> [Fragmento]
____

El mito en una desencantada sociedad moderna



Por Ybrahim Luna

Los actos humanos se rigen por una matriz implícita: la cultura. Y la cultura, a su vez, por la costumbre. Y la costumbre fue moldeada por la necesidad y los dedos largos del mito. El mito creó al mundo, y el mundo creo al mito para explicarse y defenderse, en parte, de sí mismo. Como lo diría el filósofo y novelista Mircea Eliade en su libro Mitos, sueños y misterios (*): “…el mito resulta el fundamento de la vida social y de la cultura”.
Por ello ha de entenderse que somos más nietos del mito que de la razón. Claro, antes que la razón –entendida como la ciencia y filosofía- desplazara al mito del altar de la creencia a la vereda de la interpretación, a la de la lectura simbólica; de hecho, su mejor lugar.

____

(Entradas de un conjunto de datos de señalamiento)
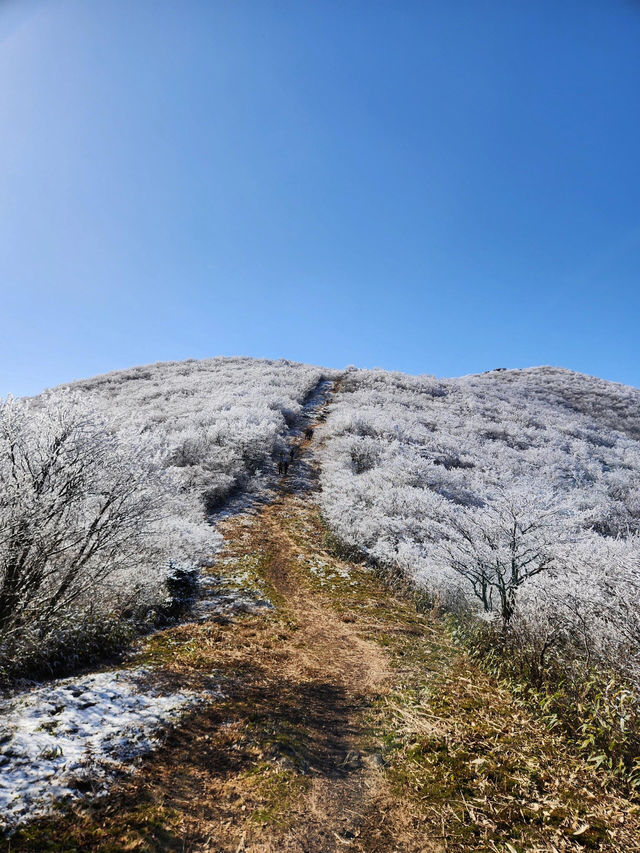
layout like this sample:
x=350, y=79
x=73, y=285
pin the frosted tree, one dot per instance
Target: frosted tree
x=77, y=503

____

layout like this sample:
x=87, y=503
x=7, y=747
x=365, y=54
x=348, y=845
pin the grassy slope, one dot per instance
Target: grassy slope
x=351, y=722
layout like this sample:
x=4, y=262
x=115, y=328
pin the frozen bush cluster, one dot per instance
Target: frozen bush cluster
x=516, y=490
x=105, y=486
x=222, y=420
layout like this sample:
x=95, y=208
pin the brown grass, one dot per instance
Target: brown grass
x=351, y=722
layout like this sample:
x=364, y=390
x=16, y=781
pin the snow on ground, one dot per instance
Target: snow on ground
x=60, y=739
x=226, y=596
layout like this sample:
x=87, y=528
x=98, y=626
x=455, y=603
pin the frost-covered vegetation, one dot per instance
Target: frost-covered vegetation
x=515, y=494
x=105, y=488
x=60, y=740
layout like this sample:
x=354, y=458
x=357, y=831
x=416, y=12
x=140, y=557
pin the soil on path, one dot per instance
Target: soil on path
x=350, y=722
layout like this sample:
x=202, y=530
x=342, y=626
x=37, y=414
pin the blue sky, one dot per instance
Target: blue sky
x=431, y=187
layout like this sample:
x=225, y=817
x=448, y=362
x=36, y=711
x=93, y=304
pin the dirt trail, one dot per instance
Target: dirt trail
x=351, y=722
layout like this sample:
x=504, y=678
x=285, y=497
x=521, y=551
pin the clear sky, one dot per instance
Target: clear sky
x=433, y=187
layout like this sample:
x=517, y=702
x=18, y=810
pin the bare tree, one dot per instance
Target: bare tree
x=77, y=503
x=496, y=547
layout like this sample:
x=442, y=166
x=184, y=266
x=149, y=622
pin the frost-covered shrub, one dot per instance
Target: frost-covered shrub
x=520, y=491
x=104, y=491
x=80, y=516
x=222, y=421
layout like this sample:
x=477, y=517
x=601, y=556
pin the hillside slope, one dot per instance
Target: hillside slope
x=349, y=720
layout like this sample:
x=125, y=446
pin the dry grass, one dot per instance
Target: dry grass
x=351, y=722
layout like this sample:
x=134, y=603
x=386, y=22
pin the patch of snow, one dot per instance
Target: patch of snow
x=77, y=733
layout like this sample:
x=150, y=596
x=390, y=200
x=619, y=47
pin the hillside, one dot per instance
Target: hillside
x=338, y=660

____

> [Tareas por realizar]
1. ¿Qué libro de Mircea Eliade se cita en el texto sobre el mito en la sociedad moderna?
2. Retoma el texto sobre el mito en la sociedad moderna a partir de su última oración.

> [Respuestas a las tareas]
1. Mitos, sueños y misterios.

2.
El mito, obviamente, también poseerá su naturaleza sangre como cualquier otro organismo: con formas, etapas, crisis, origen y muerte; muy sui generis, por supuesto. Por ejemplo, su tiempo. Su tiempo no es el cotidiano, ése en el que vamos a la caverna o al trabajo todos los días, es uno primigenio: un “tiempo sagrado”, un trecho antes de la historia, un momento suspendido en la eternidad del no-tiempo, donde todo es posible, antes o en el momento mismo de la Creación. De allí el mito religioso. De allí Adán. De allí Buda.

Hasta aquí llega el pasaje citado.